***** Passage provided *****

Support plus addressing in email routing

Hello! Not sure how to categorize this, but I’ve noticed that plus addressing does not work in the Email Routing beta but that plus addresses fall under the catch-all.

So if I configured my Email Routing as follows:

[email protected][email protected]
[email protected][email protected]
and with catch-all turned off

any email to [email protected] would bounce.

If I turn on catch-all and forward it to [email protected], then [email protected] would end up at [email protected], while [email protected] would go to [email protected].

So, I don’t know exactly if it’s a bug or a feature request (for my situation it’s a bug) but I’d love for this to be fixed if possible.

Thanks!

9 Likes

I was actually looking for this functionality as well.

2 Likes

Plus addressing does seem to work for me.
The catchall email on mycfdomain.com is routed to [email protected]
I can also send en email to [email protected] and it arrives in my [email protected] inbox.
C.

If it’s a catchall, it probably doesn’t care about plus addressing. Any address on the domain gets forwarded to the destination.

1 Like

Yes but I would expect that plus-addressing works like their non-plus addresses and does not rely on catch-all.

I would expect that [email protected] is handled like any email to [email protected]. It should not be handled by the catch-all, and it should still work when the catch-all is turned off.

1 Like

You can use the catch-all feature to emulate the + sign. We are planning to add more complex routing options.

2 Likes

Hoping to migrate from google domain. Having the same use case as the OP. Multiple users, with multiple + addresses.

For this to work for seamlessly I need the gmail conventions to work. For example:

pete+*[at]domain.com ==> pete[at]forwardeddomain.com

frank+*[at]domain.com ==> frank[at]forwardeddomain.com

Is this in the “more complex routing options” plans you mention @sven2 ?

Ideally it would be great to have a toggle for the domain. Use gmail conventions: On/Off.

***** Information supplied *****

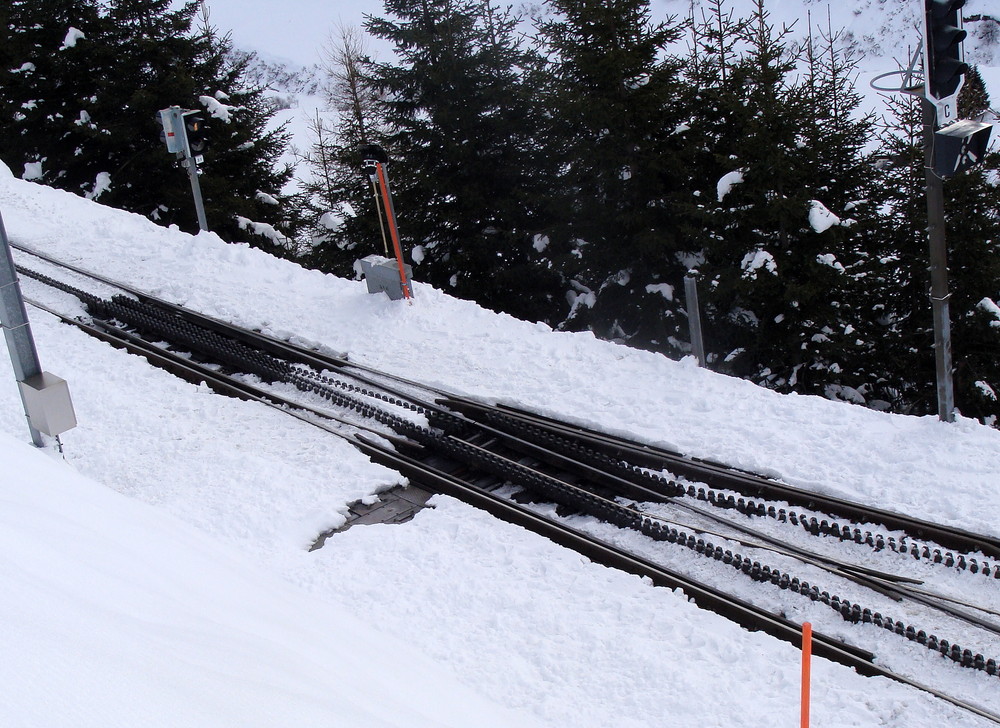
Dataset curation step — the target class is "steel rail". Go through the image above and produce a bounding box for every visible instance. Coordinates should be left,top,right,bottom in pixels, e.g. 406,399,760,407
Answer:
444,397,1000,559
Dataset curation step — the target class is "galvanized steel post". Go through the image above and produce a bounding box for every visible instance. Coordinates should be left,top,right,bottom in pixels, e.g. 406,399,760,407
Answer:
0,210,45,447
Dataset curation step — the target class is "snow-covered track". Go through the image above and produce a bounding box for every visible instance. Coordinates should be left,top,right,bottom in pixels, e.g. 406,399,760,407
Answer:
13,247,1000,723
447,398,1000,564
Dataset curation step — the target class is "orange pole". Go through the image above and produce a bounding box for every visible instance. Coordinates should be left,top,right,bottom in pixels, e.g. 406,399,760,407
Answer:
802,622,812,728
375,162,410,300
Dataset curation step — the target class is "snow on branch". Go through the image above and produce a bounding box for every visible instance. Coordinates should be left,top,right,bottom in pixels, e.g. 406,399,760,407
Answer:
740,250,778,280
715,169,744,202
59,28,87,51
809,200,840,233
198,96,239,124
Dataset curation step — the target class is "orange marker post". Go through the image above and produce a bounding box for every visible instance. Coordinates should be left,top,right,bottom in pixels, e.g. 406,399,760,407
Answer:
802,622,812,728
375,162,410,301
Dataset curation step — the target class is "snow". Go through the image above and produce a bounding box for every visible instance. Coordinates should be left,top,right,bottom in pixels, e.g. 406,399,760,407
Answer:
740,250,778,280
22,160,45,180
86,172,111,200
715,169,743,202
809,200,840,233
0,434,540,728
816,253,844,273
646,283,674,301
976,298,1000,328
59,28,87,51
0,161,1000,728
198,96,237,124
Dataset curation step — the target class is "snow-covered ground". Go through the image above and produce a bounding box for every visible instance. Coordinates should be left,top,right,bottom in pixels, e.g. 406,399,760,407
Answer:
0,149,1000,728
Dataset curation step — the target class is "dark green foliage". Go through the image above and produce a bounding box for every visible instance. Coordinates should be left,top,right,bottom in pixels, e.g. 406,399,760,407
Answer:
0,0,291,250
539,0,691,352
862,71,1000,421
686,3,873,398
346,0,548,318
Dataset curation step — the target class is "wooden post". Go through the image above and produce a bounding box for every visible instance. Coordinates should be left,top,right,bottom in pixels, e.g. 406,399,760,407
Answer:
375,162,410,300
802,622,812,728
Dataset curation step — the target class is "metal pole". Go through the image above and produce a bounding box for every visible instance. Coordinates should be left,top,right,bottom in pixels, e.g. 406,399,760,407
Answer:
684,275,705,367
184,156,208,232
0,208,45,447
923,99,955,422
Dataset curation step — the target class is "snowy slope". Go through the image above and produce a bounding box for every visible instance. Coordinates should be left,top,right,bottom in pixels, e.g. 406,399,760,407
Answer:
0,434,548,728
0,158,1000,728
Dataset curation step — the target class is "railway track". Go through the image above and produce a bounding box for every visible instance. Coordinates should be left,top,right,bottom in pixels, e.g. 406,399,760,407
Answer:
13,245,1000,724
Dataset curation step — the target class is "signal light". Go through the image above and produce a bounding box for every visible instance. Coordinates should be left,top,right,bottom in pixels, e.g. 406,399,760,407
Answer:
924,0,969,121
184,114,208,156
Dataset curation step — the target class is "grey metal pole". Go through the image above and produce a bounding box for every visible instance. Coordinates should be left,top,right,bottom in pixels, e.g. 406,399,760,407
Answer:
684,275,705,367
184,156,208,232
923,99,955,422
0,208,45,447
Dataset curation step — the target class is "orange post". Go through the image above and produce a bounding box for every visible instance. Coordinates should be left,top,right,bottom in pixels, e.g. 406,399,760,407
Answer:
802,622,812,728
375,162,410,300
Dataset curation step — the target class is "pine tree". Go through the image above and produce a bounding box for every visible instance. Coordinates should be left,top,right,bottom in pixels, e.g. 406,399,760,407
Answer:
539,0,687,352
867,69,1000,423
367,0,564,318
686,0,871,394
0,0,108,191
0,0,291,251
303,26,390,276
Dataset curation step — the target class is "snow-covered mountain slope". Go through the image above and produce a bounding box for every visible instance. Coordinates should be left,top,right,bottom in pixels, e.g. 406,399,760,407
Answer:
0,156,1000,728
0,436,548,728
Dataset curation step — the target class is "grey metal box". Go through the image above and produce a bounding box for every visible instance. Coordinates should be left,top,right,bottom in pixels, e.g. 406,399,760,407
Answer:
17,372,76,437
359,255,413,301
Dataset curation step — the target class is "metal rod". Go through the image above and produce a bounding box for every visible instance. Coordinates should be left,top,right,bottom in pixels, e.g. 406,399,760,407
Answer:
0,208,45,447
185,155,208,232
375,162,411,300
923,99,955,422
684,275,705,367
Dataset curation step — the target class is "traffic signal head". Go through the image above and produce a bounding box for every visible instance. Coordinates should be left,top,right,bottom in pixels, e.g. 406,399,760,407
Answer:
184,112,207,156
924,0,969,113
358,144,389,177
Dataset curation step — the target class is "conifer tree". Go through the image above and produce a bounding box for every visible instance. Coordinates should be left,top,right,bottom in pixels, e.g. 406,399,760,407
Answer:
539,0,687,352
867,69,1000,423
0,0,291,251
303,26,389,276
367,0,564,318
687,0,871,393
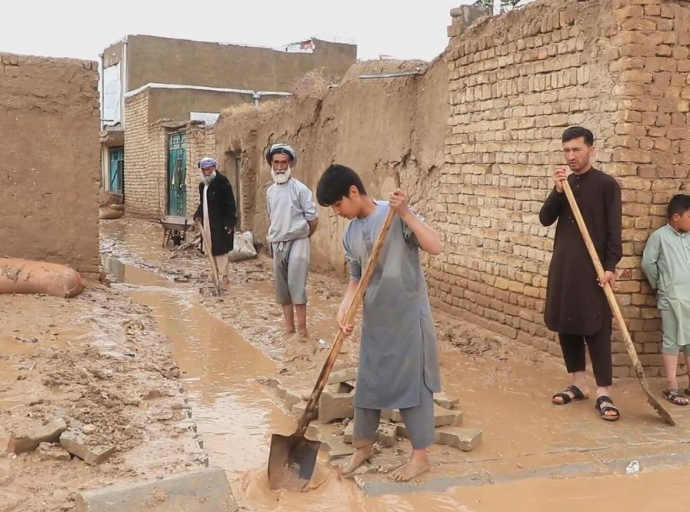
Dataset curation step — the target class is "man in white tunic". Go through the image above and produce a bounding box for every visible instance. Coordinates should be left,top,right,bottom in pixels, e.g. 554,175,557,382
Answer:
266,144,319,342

*****

*Tasks:*
(1) From the thread on plus addressing in email routing, quote the passage starting at "any email to [email protected] would" and ending at "fixed if possible.".
(2) In the thread on plus addressing in email routing, what does one reply say is planned for the future?

*Complete answers:*
(1)
any email to [email protected] would bounce.

If I turn on catch-all and forward it to [email protected], then [email protected] would end up at [email protected], while [email protected] would go to [email protected].

So, I don’t know exactly if it’s a bug or a feature request (for my situation it’s a bug) but I’d love for this to be fixed if possible.

(2) More complex routing options are planned.